### EXTRAIT CITÉ
============================================================

« Nos relations sont
étranges : j’ai pour vous une véritable dilection qui m’est venue assez
tard à l’usage, un peu avant 1939, et en même temps je pense que nous sommes
ennemis et que nous nous combattons. »[1]
Peut-on parler d'amitié entre Jean Paulhan, le directeur de la Nouvelle
Revue Française durant l'entre-deux guerres, et Pierre Drieu la Rochelle,
qui lui succéda à la tête de la revue durant l'occupation et sous le contrôle
des autorités allemandes, entre le résistant, co-fondateur des Lettres
françaises et des éditions de Minuit, et l'auteur de Gilles,
partisan d'un fascisme français et collaborateur ? La relation paradoxale
entre Paulhan et Drieu la Rochelle n’est pourtant pas un cas isolé dans le monde
des lettres françaises. Dans la biographie de son père, publiée chez Grasset en
2008, l'écrivain Dominique Fernandez raconte ainsi de quelle manière son père,
Ramon Fernandez, l'un des critiques littéraires les plus en vue de l'entre-deux
guerres devenu l'un des plus actifs artisans de la collaboration littéraire,
continuait pendant l'occupation à organiser dans son appartement parisien des
rencontres où se croisaient les écrivains de l'un et l'autre bord sans que cela
semble rebuter les uns et les autres. Lors des obsèques de celui que Gide
considérait comme le plus talentueux critique de la NRF, en 1944, on put
voir se tenir côte à côte, face au cercueil, François Mauriac, Pierre Bost,
Jean Paulhan et Pierre Drieu la Rochelle. Pas plus que le contexte historique
les inimitiés politiques ne sont parvenues à briser ou à supplanter les amitiés
ou les haines littéraires.
De même que Sartre, Duras
ou Brasillach pouvaient se croiser dans l’appartement de Ramon Fernandez, c’est
un étrange ballet qui prend place dans les couloirs de la NRF qui
reparaît après une brève interruption en décembre 1940. Drieu en est devenu le
directeur à la place de Paulhan qui continuera à offrir à Drieu un soutien
discret mais précieux dans ses nouvelles fonctions, tout en réprouvant la
solution trouvée par Gallimard, consistant à offrir aux Allemands la
prestigieuse NRF pour sauver ses éditions. « Drieu m'a proposé
là-dessus d'être co-directeur, écrit Paulhan en octobre 1940. Je n'en ai aucune
envie. Il s'est trouvé que les Allemands non plus. Nous en sommes là. La NRF
reparaîtra donc probablement d'ici trois mois sous la direction de Drieu.

============================================================

### CONTENU DES DONNÉES

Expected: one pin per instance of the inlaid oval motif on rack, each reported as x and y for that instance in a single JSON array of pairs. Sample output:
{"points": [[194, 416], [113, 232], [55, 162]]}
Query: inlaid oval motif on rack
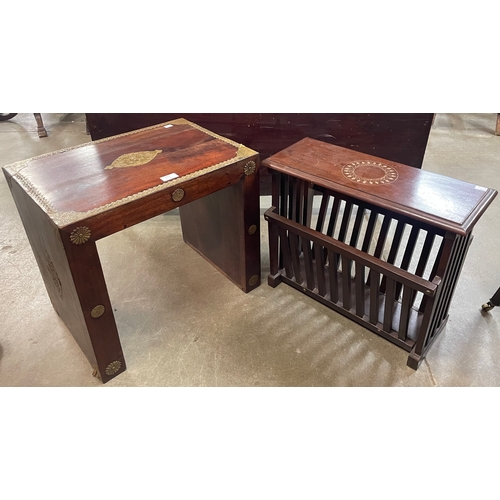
{"points": [[369, 172]]}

============================================================

Dans l'extrait cité sur Paulhan et Drieu la Rochelle, relevez toutes les personnes que l'on put voir se tenir « côte à côte, face au cercueil ». Les lignes ci-dessus ne sont pas nécessaires.

François Mauriac, Pierre Bost, Jean Paulhan et Pierre Drieu la Rochelle.